Aim of the exercise :: Using only the entries below, copy exactly the lines that begin at the one with "Task: locate the white lace" and end at the one with "Example: <point>521,428</point>", both included. Drop the pictures.

Material provided ::

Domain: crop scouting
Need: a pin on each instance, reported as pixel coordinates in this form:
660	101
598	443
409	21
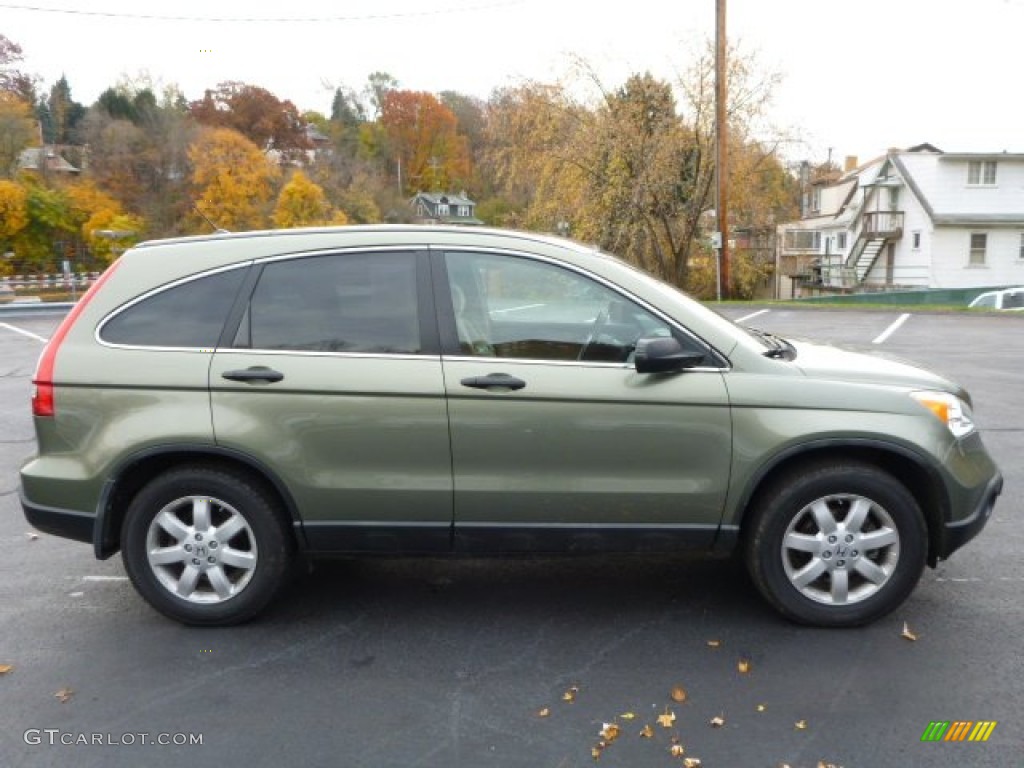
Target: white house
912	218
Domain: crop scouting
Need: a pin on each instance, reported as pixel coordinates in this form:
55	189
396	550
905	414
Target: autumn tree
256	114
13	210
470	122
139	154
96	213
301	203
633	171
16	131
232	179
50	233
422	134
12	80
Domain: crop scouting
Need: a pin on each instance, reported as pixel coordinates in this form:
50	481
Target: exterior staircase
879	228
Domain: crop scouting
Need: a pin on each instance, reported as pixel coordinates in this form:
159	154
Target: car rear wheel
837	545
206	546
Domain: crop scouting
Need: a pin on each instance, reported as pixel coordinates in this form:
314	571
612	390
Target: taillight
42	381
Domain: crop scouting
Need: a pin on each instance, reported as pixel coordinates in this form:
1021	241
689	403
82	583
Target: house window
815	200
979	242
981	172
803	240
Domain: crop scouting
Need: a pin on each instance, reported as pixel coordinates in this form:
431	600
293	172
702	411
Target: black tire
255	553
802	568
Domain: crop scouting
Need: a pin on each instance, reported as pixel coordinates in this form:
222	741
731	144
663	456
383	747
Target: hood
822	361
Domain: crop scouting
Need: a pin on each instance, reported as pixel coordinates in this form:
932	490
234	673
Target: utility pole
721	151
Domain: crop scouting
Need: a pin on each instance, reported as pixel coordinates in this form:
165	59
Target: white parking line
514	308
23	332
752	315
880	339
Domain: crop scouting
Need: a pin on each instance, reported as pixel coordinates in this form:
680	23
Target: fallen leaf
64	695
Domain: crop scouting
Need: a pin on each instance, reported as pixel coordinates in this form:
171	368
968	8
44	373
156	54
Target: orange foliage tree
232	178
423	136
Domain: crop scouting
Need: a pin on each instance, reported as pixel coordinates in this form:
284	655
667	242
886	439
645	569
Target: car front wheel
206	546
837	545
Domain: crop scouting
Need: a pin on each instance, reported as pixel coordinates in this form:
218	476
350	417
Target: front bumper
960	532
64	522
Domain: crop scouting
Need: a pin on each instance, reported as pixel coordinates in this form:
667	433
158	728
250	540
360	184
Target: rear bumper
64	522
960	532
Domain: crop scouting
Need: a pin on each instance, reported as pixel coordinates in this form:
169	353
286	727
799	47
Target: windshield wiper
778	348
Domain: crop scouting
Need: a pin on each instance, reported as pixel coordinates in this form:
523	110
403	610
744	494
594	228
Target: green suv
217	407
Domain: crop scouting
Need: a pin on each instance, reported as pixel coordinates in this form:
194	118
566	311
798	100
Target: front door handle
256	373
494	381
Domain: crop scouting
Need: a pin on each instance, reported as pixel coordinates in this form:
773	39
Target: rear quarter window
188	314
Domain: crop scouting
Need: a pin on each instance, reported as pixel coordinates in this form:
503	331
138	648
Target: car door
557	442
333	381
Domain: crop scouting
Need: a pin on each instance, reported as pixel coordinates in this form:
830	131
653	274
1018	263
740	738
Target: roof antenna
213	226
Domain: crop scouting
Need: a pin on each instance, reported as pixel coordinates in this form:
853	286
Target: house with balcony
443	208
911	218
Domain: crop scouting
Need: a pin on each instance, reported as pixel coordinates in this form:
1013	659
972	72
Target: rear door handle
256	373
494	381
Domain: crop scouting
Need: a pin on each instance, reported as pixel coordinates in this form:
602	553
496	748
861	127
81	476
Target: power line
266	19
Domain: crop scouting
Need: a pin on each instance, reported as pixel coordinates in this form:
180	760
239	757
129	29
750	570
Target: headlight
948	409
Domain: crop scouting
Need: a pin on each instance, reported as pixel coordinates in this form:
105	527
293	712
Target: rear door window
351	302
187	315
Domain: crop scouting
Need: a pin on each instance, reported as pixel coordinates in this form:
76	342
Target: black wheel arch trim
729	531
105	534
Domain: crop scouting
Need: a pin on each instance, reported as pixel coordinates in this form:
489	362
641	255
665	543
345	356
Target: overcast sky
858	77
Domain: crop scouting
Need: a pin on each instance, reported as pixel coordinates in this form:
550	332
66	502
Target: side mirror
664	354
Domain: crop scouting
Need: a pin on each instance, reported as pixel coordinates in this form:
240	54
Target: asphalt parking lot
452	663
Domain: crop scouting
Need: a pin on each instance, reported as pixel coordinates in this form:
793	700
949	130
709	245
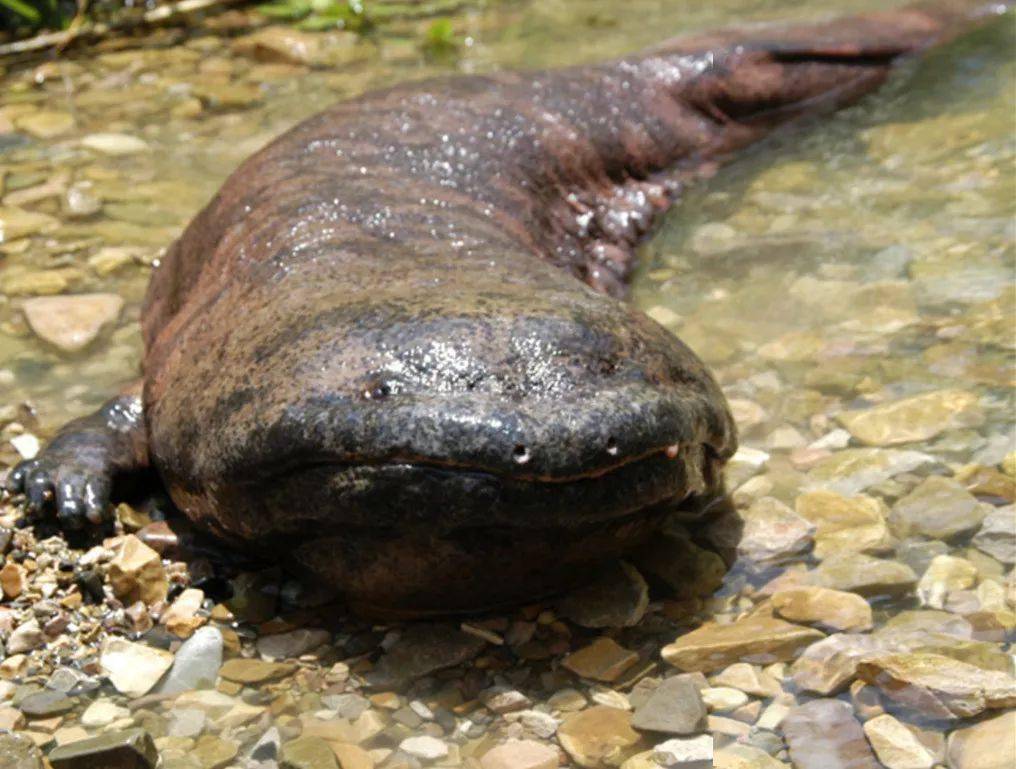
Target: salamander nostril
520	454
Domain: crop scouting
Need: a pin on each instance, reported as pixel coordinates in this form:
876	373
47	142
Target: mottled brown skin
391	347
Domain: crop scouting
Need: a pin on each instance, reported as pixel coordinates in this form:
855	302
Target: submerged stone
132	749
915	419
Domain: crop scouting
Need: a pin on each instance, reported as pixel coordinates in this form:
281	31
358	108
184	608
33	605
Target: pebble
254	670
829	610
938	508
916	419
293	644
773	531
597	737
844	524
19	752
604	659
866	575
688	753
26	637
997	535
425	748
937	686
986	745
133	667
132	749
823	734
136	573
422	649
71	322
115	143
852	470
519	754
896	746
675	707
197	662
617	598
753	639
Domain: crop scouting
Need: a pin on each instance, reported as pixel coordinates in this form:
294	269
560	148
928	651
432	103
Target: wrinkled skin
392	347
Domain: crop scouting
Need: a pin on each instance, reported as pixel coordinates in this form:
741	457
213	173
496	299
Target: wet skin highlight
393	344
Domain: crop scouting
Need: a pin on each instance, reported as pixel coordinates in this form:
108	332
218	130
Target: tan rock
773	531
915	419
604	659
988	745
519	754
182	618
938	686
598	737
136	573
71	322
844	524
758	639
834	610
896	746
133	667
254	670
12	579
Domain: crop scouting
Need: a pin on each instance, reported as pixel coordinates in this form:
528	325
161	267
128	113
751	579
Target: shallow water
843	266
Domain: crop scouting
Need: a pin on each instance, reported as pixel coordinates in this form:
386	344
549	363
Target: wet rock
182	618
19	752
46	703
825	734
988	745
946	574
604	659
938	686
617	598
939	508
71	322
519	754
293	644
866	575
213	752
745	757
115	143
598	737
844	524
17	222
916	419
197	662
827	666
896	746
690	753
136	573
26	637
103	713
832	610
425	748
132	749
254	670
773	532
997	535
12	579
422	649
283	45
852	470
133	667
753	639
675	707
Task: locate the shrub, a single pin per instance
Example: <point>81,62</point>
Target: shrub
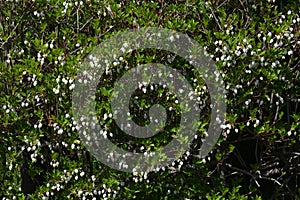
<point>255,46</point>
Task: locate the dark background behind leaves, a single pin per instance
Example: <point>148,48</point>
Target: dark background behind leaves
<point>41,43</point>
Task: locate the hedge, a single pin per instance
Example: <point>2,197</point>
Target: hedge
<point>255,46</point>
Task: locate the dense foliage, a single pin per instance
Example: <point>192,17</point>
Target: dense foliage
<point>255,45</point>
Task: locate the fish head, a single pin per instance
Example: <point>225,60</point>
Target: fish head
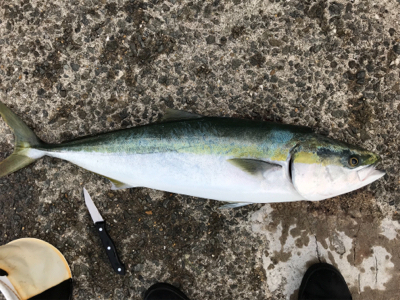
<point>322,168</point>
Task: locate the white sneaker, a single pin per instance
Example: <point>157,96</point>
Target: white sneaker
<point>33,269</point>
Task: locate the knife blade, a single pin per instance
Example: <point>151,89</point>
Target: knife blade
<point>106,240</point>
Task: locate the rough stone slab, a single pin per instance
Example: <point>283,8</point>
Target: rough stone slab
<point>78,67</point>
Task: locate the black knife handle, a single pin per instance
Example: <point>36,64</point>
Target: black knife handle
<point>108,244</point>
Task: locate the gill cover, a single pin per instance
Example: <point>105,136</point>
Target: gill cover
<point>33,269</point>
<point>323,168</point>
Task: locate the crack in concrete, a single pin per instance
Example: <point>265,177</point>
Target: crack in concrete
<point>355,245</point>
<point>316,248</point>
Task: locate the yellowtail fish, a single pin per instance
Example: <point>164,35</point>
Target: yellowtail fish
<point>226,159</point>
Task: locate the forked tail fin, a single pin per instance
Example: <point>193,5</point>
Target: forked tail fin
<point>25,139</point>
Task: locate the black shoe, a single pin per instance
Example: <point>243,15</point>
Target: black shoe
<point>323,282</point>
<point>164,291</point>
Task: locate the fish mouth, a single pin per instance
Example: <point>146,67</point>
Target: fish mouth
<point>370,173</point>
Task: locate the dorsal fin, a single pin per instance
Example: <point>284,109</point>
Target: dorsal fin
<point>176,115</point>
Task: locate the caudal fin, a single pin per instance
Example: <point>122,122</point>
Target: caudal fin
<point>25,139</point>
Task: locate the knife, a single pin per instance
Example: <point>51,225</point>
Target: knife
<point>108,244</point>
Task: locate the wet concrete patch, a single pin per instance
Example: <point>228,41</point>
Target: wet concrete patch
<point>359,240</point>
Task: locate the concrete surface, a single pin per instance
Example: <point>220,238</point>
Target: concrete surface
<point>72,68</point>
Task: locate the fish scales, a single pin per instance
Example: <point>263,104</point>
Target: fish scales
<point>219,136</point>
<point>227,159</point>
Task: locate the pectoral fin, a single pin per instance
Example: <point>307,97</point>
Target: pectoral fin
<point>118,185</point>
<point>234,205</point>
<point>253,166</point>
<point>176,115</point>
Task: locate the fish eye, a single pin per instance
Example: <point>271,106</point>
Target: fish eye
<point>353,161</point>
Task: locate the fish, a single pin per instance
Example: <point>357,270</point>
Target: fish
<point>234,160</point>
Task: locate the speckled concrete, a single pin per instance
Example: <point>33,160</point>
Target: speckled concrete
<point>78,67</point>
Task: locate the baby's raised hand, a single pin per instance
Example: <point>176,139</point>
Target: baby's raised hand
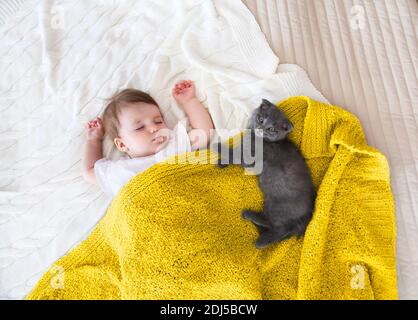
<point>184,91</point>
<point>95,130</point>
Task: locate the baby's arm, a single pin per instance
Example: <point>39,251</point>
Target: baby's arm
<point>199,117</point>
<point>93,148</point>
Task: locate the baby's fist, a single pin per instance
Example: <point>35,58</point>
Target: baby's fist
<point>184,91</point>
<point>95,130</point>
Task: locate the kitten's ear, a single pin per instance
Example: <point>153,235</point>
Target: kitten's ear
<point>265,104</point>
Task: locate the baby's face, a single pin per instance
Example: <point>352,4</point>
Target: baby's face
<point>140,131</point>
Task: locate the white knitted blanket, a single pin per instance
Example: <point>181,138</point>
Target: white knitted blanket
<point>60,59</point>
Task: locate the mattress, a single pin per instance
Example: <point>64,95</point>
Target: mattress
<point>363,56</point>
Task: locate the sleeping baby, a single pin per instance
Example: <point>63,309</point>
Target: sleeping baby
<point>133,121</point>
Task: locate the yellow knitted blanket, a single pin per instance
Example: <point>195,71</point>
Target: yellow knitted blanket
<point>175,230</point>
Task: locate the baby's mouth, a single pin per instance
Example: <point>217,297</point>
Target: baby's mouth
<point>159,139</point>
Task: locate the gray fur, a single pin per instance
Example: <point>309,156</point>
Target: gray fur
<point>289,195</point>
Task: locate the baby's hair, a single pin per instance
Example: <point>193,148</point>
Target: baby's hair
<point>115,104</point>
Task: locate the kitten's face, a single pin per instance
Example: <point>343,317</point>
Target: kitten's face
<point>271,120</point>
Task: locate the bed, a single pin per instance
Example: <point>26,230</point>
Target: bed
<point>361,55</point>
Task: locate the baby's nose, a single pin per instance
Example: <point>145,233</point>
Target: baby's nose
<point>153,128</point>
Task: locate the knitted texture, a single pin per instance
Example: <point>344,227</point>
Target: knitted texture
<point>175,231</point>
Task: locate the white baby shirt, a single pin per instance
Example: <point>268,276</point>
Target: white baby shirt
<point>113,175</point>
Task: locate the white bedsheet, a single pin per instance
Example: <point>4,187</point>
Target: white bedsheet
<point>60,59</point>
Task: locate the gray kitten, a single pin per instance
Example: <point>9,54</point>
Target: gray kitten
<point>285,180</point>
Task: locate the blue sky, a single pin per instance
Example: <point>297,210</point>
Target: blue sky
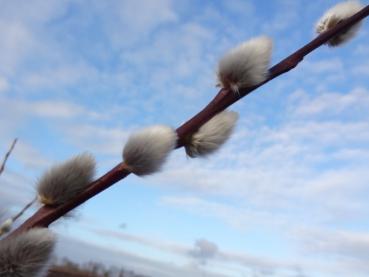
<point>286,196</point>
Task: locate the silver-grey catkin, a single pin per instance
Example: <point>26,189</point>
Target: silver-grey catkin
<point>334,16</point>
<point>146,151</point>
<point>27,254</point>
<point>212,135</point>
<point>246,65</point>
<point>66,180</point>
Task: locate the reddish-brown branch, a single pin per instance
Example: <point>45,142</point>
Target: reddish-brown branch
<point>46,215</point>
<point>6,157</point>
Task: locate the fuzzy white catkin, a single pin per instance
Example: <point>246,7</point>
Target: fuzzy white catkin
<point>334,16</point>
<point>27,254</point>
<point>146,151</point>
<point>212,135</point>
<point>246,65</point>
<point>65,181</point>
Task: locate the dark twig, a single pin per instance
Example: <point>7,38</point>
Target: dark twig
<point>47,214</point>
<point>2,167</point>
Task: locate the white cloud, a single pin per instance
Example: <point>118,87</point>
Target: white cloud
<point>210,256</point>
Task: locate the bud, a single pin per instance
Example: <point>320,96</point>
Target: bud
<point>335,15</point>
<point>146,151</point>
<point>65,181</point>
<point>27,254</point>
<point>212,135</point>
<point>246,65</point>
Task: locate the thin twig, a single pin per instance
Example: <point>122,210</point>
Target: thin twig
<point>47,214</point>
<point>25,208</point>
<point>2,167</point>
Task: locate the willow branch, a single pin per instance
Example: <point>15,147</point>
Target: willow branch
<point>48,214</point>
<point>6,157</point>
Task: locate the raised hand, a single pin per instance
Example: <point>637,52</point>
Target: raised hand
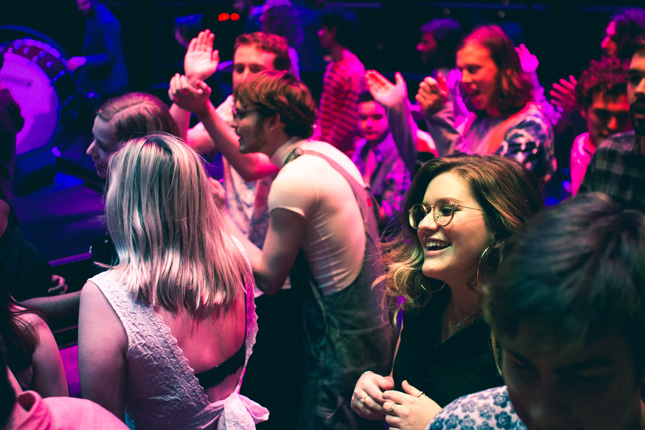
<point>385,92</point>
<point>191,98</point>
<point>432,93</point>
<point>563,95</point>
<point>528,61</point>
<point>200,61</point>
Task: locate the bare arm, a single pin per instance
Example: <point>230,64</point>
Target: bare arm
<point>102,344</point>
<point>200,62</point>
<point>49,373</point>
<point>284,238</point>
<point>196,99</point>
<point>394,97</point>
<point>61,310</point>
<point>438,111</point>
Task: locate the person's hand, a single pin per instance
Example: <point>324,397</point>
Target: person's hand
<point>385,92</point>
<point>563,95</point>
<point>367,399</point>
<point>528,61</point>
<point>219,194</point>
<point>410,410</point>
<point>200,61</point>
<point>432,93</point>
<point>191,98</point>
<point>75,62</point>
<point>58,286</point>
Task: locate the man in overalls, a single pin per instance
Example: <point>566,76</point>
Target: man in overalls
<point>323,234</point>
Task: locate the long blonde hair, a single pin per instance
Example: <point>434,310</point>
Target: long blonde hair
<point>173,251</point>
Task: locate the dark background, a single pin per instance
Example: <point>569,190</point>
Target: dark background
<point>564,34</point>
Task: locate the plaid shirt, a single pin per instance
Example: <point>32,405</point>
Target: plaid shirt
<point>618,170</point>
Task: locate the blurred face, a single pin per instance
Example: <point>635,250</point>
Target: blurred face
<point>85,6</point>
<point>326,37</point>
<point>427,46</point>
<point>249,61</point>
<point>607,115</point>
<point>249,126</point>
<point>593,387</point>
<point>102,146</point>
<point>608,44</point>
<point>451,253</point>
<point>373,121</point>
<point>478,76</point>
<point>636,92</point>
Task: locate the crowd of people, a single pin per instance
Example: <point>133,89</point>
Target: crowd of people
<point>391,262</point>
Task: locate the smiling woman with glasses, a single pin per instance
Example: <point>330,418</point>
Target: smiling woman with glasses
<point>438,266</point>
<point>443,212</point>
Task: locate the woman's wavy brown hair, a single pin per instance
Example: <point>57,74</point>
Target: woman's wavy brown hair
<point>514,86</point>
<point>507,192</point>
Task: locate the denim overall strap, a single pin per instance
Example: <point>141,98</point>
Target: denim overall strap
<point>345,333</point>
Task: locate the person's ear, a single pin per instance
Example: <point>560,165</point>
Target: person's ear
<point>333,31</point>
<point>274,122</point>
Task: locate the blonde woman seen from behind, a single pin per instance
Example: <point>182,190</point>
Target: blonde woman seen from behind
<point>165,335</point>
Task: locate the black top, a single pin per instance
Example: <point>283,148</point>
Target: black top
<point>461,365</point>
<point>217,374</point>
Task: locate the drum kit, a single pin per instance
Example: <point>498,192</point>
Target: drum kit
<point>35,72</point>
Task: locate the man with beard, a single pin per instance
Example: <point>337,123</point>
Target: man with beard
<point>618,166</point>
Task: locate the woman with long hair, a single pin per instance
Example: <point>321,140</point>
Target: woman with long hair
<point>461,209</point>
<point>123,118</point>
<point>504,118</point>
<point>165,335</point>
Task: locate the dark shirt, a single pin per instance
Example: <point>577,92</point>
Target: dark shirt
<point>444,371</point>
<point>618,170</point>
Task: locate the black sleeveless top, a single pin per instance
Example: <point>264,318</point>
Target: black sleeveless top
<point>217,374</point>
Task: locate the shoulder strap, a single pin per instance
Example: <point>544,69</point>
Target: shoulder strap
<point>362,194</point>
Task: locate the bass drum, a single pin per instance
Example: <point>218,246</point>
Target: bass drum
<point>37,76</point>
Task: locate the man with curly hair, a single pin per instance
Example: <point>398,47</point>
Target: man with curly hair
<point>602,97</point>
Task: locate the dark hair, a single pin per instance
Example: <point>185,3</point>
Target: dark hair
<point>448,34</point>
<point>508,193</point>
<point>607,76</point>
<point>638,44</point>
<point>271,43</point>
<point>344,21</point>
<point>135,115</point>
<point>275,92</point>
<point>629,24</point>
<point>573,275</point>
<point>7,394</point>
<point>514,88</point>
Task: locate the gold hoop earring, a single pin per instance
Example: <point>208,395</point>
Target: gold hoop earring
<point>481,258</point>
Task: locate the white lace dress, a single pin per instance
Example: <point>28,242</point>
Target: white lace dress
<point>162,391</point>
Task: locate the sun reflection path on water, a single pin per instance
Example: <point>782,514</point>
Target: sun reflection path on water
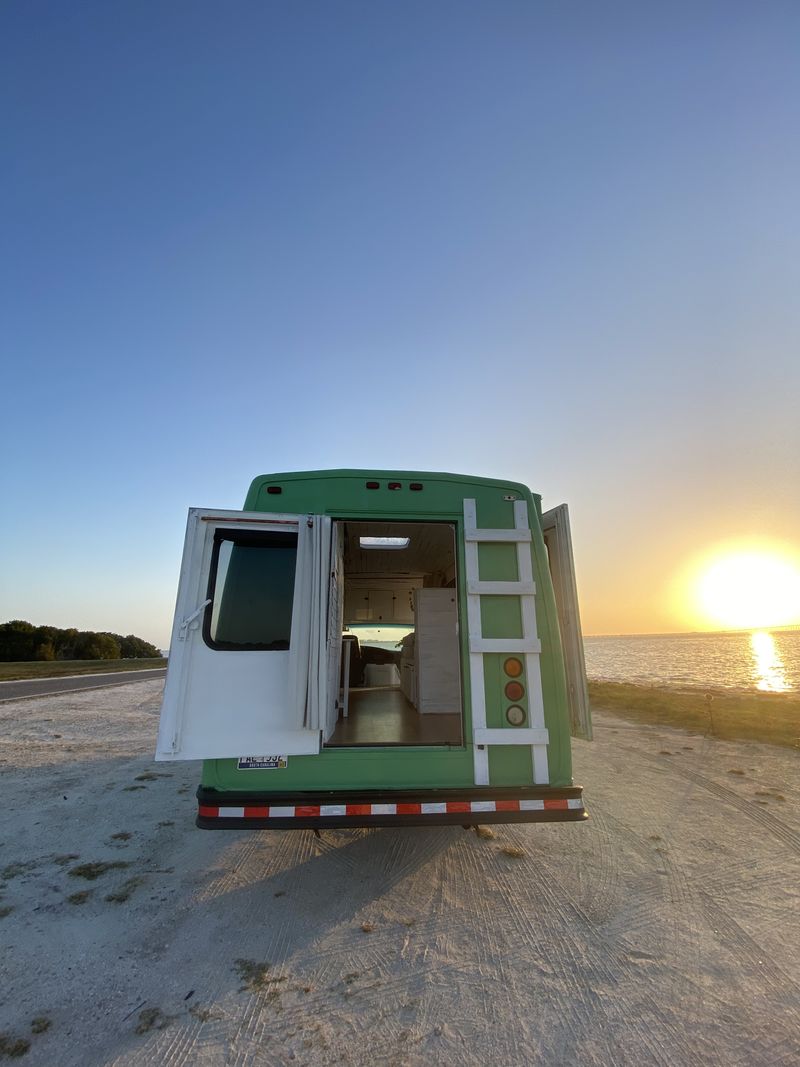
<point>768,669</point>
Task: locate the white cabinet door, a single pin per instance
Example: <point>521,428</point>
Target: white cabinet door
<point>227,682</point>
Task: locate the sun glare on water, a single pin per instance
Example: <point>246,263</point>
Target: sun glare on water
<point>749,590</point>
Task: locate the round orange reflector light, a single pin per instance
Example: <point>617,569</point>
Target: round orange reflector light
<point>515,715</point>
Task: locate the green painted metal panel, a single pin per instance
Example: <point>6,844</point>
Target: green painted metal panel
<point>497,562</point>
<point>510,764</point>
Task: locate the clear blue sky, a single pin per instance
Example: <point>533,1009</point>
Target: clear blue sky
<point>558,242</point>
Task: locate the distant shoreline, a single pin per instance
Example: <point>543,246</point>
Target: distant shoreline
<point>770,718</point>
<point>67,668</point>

Output ::
Task: locate the white lace dress, a single pin per instance
Example: <point>28,242</point>
Target: white lace dress
<point>162,391</point>
Task: locate the sun reflection path on water, a single pin per instance
Example: <point>782,514</point>
Target: sun reflection path on water
<point>768,669</point>
Task: locate the white cabinet door, a single pin per instance
Example: <point>521,428</point>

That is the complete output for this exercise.